Objective =>
Print the passage on SCRIBE model types below, from "# Access dispersion" to "using Gamma distribution)", word for word.

Text passage =>
*-*-*

The ``ScribeResults`` class works with all model types supported by SCRIBE:

* **NBDM**: Negative Binomial-Dirichlet Multinomial (base model)
* **ZINB**: Zero-Inflated Negative Binomial (handles dropout)
* **NBVCP**: Negative Binomial with Variable Capture Probability (handles batch
  effects)
* **ZINBVCP**: Zero-Inflated Negative Binomial with Variable Capture Probability
  (most comprehensive)
* **Mixture Variants**: Any of the above with multiple components (suffix
  "_mix")

Each model type has specific parameters available in the ``params`` dictionary
based on the distributions used:

NBDM Model
^^^^^^^^^^

.. code-block:: python

    # Run NBDM inference
    nbdm_results = scribe.run_scribe(counts)
    
    # Access dispersion parameters (when using LogNormal distribution)
    r_loc = nbdm_results.params['r_loc']  
    r_scale = nbdm_results.params['r_scale']
    
    # Or (when using Gamma distribution)
    r_concentration = nbdm_results.params['r_concentration']  
    r_rate = nbdm_results.params['r_rate']
    
    # Access success probability parameters
    p_concentration1 = nbdm_results.params['p_concentration1']  # Alpha
    p_concentration0 = nbdm_results.params['p_concentration0']  # Beta

ZINB Model
^^^^^^^^^^

.. code-block:: python

    # Run ZINB inference
    zinb_results = scribe.run_scribe(counts, zero_inflated=True)

*-*-*

Given records =>
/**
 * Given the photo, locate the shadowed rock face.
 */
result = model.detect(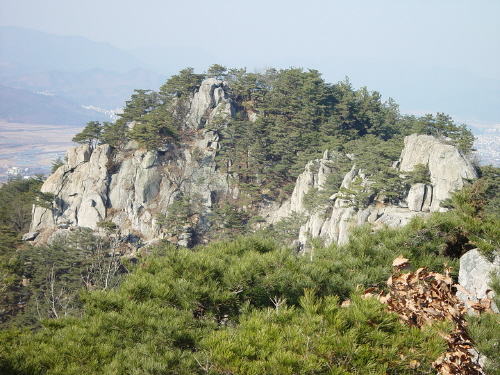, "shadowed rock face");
[30,78,477,250]
[268,134,478,245]
[457,249,500,313]
[399,134,478,212]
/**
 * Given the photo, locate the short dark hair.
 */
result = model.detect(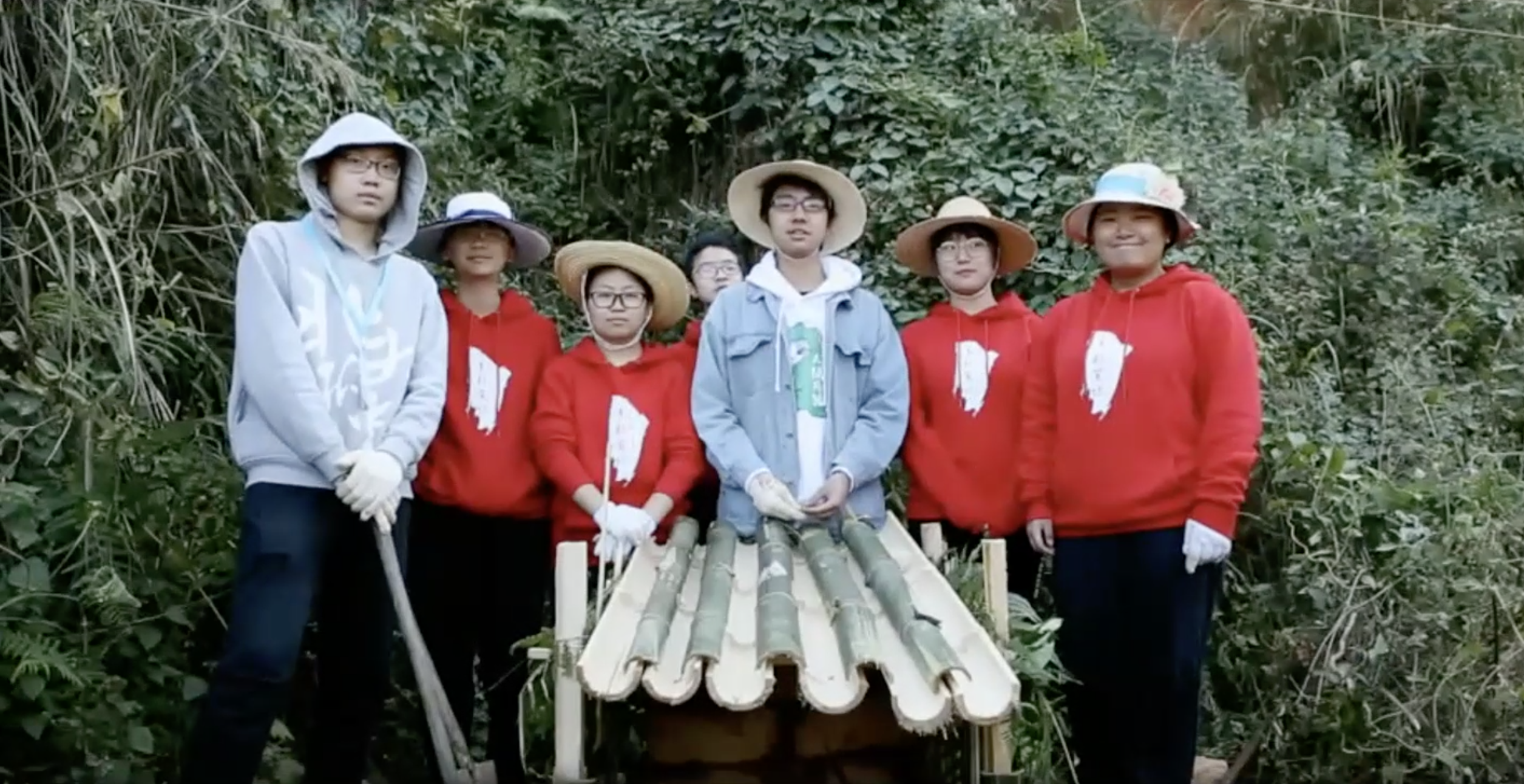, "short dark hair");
[757,174,837,222]
[681,231,751,280]
[584,263,655,302]
[931,224,1000,249]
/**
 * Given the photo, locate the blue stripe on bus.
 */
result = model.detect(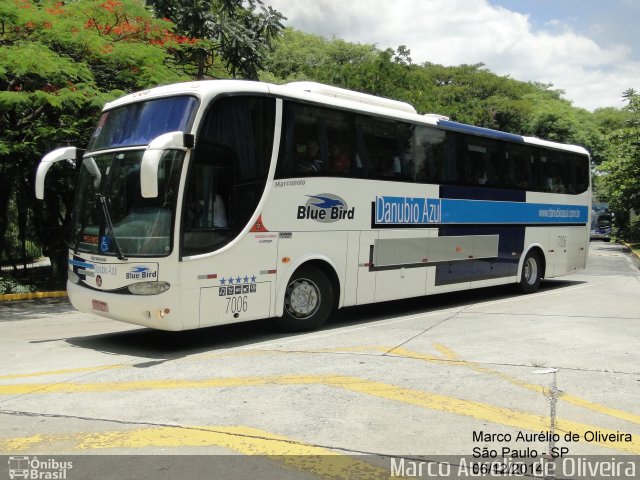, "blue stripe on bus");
[372,196,589,227]
[438,120,524,143]
[438,120,524,143]
[69,259,95,268]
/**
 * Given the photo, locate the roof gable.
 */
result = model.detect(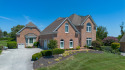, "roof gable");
[16,22,41,35]
[120,34,125,42]
[53,17,79,33]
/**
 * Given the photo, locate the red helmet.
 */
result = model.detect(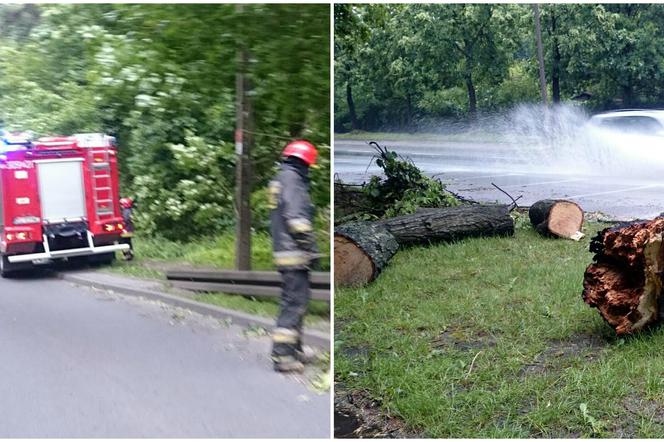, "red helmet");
[282,140,318,166]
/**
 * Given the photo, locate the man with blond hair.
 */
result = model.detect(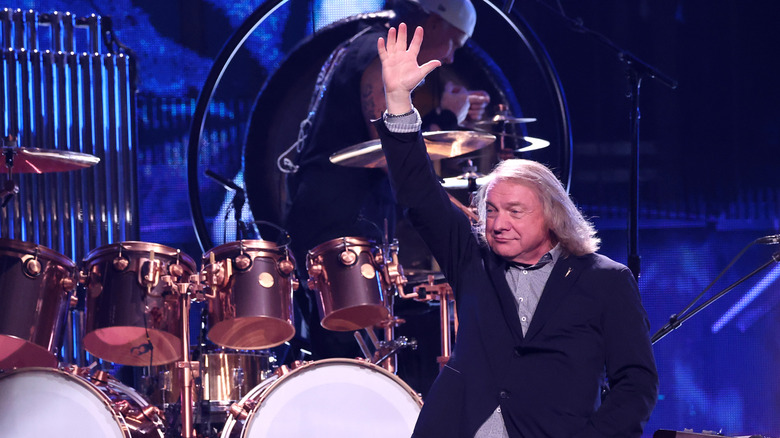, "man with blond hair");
[374,24,658,438]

*-*-*

Response to this task =>
# Access dispersion parameters (when using LogNormal distribution)
    r_loc = nbdm_results.params['r_loc']  
    r_scale = nbdm_results.params['r_scale']
    
    # Or (when using Gamma distribution)